Dati tratti da un dataset:
┄┄┄┄┄┄┄┄┄┄┄┄┄┄┄┄┄┄┄┄
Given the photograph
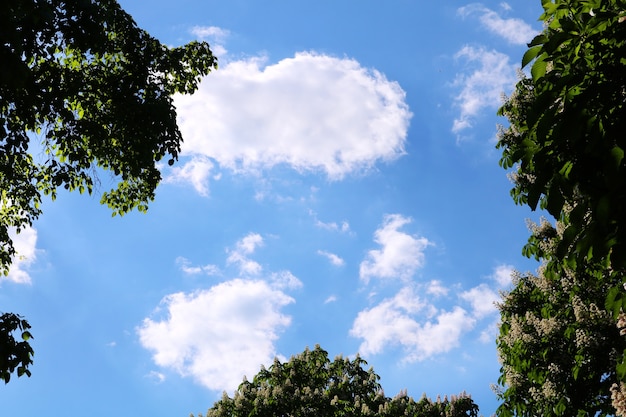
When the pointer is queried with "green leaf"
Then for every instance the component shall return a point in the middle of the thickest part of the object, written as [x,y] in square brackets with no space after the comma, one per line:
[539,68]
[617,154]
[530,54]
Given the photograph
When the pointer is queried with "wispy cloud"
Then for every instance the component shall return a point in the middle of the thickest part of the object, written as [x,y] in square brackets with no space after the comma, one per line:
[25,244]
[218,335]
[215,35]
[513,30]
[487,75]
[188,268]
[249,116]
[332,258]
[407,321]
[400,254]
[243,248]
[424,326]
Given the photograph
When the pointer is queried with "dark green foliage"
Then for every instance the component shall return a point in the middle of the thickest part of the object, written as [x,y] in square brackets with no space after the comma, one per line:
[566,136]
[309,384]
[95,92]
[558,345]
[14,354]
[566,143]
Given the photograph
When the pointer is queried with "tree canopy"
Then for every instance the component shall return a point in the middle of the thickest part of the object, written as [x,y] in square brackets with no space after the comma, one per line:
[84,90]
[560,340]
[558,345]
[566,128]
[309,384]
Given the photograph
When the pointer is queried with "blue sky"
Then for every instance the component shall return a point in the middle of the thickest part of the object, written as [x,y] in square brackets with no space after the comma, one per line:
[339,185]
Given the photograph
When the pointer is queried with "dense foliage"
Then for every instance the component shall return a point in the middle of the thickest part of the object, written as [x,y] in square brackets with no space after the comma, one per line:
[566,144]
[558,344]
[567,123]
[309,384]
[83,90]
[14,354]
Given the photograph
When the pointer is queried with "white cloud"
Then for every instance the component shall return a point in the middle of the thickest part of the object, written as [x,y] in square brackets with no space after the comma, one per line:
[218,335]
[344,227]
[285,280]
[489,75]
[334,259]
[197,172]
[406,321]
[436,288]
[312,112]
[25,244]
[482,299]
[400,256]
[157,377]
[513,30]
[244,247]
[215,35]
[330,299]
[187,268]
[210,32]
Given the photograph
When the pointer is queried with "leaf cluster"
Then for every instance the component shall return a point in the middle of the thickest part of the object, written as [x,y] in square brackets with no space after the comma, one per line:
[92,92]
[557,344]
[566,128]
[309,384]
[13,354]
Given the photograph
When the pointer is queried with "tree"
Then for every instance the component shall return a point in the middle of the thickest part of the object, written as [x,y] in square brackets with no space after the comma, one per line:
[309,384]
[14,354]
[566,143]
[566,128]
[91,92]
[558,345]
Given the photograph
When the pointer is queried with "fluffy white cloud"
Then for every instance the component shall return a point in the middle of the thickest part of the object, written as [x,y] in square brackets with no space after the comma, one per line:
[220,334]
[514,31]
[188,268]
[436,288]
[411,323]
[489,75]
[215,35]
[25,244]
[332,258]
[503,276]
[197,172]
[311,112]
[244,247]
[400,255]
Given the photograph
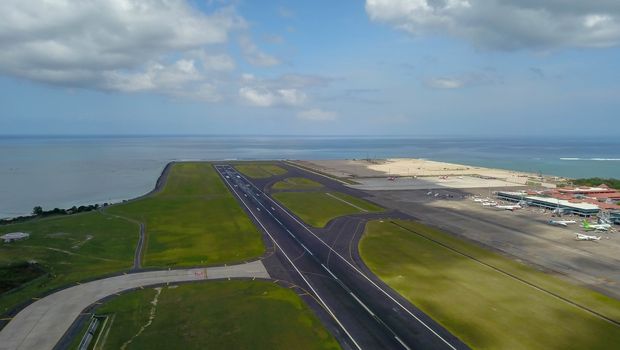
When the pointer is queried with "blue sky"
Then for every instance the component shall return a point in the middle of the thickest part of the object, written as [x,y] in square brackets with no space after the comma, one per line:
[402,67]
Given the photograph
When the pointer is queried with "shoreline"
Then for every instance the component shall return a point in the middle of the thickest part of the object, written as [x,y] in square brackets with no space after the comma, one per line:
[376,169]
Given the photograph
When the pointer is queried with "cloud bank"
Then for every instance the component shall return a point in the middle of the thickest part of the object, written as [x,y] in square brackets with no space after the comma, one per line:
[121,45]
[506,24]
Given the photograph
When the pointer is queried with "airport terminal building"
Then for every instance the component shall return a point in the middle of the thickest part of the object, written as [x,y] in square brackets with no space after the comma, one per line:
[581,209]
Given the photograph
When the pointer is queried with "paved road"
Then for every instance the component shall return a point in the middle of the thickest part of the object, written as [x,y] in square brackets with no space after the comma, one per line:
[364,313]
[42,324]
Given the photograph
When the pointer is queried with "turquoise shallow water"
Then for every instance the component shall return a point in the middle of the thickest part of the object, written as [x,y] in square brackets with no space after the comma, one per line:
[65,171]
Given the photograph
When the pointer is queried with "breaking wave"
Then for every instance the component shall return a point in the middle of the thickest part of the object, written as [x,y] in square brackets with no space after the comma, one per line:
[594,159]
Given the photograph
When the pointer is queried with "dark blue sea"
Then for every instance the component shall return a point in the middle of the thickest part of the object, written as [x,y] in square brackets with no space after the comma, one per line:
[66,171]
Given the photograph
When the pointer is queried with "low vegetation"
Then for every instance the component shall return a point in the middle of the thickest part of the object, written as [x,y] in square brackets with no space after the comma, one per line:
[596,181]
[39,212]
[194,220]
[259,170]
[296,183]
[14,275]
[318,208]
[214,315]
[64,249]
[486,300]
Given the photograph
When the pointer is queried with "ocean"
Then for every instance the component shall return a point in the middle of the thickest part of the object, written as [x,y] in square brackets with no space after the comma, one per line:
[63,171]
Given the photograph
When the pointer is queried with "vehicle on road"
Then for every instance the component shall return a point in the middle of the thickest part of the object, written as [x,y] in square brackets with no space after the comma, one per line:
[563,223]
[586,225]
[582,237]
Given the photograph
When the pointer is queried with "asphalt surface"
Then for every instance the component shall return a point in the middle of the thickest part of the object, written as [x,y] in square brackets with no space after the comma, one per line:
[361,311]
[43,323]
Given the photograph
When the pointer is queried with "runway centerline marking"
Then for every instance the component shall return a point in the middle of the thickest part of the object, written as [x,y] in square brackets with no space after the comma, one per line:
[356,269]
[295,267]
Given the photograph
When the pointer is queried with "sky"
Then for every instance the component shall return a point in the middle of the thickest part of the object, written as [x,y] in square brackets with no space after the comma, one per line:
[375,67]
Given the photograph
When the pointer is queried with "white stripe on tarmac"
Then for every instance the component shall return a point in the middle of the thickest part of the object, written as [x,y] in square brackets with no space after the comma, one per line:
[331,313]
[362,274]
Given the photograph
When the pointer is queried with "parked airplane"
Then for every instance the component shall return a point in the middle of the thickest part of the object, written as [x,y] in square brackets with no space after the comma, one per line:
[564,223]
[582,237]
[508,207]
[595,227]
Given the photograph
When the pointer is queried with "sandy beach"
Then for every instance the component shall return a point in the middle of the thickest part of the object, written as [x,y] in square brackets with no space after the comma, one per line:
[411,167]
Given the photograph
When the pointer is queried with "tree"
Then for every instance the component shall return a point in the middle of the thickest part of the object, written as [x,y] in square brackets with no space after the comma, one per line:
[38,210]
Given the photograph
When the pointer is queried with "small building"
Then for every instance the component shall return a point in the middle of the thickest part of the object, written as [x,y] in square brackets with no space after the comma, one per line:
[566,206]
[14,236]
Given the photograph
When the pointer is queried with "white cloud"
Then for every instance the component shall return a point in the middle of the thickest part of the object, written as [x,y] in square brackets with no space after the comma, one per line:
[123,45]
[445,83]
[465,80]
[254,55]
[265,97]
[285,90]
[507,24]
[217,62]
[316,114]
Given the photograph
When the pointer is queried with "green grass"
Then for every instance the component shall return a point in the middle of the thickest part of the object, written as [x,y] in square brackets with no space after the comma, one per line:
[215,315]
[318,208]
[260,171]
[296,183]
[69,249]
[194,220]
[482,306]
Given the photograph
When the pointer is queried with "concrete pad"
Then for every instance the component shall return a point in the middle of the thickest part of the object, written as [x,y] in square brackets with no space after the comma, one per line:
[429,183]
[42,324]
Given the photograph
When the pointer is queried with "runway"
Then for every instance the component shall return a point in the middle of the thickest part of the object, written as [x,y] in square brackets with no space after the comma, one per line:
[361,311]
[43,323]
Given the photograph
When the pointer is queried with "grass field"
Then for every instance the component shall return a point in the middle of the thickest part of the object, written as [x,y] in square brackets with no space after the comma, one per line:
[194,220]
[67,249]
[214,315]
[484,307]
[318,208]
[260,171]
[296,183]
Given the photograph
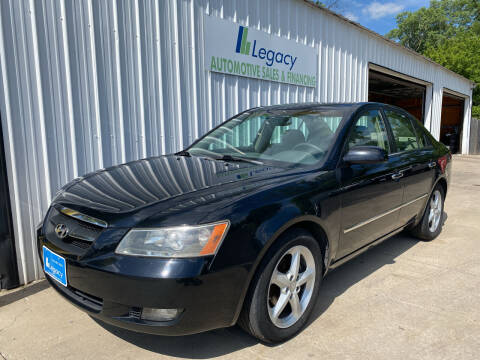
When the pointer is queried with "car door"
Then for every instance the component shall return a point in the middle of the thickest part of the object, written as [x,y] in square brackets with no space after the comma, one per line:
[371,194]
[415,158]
┄┄┄┄┄┄┄┄┄┄┄┄┄┄┄┄┄┄┄┄
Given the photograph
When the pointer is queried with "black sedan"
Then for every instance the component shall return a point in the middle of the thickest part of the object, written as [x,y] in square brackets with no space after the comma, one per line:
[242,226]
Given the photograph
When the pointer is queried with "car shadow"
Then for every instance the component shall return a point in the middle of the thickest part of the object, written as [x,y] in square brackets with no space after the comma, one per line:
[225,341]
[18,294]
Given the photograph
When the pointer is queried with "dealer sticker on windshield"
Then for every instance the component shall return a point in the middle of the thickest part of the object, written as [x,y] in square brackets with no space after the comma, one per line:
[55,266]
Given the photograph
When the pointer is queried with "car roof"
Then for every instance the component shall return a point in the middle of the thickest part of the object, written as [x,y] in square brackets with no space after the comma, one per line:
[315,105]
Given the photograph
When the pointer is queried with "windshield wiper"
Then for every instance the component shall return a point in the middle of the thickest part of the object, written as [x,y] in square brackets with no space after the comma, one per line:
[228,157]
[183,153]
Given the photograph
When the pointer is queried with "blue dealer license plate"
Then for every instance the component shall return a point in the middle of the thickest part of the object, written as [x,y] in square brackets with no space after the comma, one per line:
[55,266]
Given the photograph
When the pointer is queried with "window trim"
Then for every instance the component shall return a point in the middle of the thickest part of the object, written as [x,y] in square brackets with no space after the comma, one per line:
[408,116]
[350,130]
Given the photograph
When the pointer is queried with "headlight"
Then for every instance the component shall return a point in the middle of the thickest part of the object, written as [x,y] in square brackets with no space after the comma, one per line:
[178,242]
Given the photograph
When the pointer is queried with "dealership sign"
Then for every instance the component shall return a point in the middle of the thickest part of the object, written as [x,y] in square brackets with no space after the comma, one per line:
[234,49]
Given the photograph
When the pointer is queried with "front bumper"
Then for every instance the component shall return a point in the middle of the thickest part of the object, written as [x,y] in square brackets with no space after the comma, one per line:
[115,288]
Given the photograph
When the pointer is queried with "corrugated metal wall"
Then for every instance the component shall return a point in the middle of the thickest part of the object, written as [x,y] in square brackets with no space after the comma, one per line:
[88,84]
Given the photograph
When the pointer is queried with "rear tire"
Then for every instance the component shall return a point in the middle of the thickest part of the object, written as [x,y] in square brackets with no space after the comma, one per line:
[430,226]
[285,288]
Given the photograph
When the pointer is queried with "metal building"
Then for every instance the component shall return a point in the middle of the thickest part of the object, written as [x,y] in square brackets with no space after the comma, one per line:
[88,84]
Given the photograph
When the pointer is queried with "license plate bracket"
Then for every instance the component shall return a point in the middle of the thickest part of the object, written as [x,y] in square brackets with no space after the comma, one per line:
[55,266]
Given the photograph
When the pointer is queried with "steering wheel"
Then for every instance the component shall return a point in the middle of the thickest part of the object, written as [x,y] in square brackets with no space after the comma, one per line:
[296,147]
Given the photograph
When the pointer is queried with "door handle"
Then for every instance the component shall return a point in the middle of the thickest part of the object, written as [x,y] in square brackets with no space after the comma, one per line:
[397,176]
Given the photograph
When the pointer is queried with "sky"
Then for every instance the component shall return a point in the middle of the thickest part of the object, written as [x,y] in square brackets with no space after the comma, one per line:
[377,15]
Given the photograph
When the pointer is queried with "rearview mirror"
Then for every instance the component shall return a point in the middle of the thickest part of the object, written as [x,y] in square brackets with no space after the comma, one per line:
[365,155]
┄┄┄┄┄┄┄┄┄┄┄┄┄┄┄┄┄┄┄┄
Obiettivo dichiarato>
Restituisca ogni riga del materiale che contiene la parola "building". Le maiuscole e le minuscole vanno distinte.

Risultato dell'esercizio>
When the pointer is queried with "airport terminal building"
When the pointer is queried with "small building"
When the pointer is queried with "metal building"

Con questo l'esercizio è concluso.